EXERCISE BRIEF - Reproduce the stretch from the start of the records through the line containing "x=314 y=148", renaming every "Target" to "Label" and leaving all else unchanged.

AVAILABLE RECORDS -

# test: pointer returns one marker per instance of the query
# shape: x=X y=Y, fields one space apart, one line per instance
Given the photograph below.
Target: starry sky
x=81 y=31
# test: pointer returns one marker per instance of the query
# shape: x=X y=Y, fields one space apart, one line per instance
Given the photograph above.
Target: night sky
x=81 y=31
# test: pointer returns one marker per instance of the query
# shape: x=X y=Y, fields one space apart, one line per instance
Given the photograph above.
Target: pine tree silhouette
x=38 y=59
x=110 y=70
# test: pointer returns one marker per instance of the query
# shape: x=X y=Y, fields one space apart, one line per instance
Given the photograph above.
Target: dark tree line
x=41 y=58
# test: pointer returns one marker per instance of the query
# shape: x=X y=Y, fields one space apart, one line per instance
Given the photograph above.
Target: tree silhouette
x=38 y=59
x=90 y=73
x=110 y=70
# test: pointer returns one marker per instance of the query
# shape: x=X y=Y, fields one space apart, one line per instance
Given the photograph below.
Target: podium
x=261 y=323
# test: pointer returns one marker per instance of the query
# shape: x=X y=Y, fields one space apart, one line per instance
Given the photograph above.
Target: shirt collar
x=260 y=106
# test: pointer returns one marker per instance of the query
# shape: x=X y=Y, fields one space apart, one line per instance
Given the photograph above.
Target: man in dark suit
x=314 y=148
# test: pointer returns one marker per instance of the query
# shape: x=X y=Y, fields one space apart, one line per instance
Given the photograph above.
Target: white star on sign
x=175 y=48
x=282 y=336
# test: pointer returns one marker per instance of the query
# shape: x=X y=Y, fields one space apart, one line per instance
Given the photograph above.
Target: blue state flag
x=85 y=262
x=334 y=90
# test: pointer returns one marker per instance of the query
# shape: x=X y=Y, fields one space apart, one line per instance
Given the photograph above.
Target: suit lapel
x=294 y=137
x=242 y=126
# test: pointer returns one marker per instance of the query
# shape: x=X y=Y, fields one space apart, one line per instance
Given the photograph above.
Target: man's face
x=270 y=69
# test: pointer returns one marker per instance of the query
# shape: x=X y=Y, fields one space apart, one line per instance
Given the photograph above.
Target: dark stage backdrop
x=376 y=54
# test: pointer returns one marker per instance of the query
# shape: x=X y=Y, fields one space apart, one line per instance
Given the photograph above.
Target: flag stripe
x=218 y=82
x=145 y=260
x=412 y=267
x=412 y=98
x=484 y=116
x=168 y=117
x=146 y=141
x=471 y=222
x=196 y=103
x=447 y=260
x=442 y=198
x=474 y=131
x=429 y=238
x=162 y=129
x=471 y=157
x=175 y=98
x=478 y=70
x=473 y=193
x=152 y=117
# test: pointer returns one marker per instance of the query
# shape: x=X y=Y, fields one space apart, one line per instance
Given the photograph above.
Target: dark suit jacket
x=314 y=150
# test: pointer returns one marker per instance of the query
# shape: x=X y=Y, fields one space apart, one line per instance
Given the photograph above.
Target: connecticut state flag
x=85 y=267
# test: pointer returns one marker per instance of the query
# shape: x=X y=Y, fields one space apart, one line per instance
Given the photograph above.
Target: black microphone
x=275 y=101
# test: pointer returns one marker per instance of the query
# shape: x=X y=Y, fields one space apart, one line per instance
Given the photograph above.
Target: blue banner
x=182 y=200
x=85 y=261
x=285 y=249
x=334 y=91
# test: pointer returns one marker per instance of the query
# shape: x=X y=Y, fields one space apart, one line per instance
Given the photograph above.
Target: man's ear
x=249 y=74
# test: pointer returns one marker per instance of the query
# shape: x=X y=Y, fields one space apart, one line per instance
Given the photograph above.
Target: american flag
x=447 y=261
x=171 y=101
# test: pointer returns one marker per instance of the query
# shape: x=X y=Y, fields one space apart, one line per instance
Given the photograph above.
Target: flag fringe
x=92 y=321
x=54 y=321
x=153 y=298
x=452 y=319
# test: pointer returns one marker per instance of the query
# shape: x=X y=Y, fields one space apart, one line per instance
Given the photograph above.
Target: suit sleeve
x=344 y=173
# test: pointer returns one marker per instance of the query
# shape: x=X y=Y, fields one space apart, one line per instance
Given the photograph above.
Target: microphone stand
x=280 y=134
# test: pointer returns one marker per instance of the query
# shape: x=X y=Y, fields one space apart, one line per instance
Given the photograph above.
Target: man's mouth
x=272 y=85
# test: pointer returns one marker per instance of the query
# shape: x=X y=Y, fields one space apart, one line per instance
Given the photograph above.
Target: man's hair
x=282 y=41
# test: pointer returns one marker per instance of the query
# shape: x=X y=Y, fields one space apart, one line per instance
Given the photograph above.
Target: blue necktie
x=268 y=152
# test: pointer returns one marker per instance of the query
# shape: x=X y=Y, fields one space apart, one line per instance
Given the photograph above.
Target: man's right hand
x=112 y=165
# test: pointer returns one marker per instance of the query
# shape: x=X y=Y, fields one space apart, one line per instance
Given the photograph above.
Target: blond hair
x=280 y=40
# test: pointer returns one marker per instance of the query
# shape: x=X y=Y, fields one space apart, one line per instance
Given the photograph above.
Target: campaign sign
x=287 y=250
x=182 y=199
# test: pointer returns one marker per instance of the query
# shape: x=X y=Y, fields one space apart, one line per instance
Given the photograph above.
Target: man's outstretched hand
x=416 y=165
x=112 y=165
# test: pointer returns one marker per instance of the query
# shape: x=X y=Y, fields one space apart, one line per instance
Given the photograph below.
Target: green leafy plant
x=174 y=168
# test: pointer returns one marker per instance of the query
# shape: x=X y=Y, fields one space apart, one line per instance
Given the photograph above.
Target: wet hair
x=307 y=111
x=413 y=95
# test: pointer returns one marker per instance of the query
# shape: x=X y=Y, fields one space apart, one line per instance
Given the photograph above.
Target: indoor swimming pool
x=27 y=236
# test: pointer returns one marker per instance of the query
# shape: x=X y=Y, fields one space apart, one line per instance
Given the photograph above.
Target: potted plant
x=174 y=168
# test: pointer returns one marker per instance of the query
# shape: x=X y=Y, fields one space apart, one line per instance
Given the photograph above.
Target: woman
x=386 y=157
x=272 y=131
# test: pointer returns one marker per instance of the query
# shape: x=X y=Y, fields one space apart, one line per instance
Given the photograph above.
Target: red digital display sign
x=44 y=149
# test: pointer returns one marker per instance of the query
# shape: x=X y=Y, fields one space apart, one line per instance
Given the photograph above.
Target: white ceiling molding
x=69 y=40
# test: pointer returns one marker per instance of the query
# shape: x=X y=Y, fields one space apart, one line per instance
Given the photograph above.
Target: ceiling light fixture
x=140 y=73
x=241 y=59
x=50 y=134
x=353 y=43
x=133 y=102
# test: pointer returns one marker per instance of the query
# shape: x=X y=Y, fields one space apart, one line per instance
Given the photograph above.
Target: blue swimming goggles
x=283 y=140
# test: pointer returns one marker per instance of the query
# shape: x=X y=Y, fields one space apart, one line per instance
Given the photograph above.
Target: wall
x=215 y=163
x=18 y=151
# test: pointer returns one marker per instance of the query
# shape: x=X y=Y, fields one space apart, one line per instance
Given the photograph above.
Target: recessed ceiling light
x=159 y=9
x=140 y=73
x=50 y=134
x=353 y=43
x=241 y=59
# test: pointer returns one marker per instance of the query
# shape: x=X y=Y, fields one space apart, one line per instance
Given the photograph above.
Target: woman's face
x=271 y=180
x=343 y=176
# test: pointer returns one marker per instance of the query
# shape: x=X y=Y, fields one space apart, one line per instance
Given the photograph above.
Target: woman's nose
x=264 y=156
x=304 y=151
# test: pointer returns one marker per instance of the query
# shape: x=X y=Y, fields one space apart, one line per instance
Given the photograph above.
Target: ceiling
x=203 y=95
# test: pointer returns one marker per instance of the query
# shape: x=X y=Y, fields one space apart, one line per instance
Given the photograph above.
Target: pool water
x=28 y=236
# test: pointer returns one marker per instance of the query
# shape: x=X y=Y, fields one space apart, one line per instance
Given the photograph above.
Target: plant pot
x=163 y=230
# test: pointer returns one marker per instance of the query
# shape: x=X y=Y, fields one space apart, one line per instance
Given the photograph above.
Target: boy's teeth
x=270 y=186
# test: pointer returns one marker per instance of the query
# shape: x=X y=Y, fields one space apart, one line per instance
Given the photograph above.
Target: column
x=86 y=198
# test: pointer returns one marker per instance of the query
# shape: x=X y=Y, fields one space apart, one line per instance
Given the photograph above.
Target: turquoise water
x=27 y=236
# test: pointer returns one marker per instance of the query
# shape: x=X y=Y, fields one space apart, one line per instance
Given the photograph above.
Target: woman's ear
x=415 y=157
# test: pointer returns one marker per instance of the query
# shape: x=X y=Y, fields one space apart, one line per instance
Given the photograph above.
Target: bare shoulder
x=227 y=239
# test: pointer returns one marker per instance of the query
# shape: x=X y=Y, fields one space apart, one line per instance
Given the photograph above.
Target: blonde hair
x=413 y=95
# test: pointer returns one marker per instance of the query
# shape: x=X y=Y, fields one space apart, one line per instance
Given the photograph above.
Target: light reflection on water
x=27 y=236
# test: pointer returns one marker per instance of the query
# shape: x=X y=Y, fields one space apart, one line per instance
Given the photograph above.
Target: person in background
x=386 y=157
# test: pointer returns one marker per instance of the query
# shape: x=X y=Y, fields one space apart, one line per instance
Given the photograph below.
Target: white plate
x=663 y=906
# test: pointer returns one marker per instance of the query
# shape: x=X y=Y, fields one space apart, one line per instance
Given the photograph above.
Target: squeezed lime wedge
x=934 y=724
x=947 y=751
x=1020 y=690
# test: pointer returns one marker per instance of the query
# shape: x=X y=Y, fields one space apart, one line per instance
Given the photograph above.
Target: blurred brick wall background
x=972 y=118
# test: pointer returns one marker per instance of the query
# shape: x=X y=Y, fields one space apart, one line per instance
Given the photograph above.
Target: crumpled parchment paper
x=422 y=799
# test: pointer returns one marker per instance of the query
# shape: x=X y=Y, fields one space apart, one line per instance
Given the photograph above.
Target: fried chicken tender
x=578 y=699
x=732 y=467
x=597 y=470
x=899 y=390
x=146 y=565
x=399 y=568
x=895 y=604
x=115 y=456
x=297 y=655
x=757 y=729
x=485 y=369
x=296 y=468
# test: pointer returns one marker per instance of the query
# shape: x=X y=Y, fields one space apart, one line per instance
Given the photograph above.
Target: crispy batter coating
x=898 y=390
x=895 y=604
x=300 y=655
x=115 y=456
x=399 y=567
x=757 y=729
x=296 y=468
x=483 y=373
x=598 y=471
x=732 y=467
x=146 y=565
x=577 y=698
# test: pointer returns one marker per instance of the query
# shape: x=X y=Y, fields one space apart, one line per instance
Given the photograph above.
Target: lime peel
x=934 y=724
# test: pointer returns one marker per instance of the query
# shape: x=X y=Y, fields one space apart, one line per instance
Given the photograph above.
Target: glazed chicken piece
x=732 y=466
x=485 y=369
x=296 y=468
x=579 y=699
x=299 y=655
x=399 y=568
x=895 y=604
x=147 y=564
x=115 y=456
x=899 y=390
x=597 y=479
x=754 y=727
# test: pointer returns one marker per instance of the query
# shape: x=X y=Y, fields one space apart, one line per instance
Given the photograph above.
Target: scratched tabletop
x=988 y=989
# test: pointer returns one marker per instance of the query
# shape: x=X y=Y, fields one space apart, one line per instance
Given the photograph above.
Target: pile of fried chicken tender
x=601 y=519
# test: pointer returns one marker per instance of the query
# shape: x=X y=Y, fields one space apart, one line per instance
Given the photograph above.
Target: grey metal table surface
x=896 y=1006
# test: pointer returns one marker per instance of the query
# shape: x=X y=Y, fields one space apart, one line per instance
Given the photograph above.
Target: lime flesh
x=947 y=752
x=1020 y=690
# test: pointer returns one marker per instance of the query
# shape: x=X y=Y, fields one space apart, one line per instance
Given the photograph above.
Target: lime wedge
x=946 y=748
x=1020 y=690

OUTPUT OF THE EXERCISE -
# test: pointer returns one marker per instance of the query
# shape: x=X y=Y, fields one space apart, one line per instance
Given the photograph below.
Label: starry sky
x=81 y=31
# test: pointer returns one marker per instance of the query
# shape: x=X y=Y, fields one space apart, one line per instance
Given the photograph above.
Label: night sky
x=81 y=31
# test: pointer returns one marker per instance of the query
# shape: x=X y=Y, fields one space apart, one line per instance
Given the photograph above.
Label: pine tree silhouette
x=38 y=59
x=110 y=70
# test: pointer returns one marker per instance of the query
# shape: x=X y=Y, fields one space apart, one line per instance
Given the photograph above.
Label: dark tree line
x=41 y=58
# test: pointer returns one marker per instance of the query
# shape: x=X y=Y, fields one space apart, one line per instance
Given the photograph above.
Label: tree silhouette
x=38 y=59
x=90 y=73
x=110 y=70
# test: pointer returns one marker per instance of the query
# shape: x=X y=Y, fields one space apart, one line per instance
Given the photograph below.
Label: podium
x=261 y=323
# test: pointer returns one marker per instance of the query
# shape: x=X y=Y, fields one space apart, one line per instance
Given the photograph above.
Label: shirt collar
x=260 y=106
# test: pointer returns one marker per instance of the query
# shape: x=X y=Y, fields one space apart, one line per instance
Given the photograph above.
Label: man in dark suit
x=314 y=148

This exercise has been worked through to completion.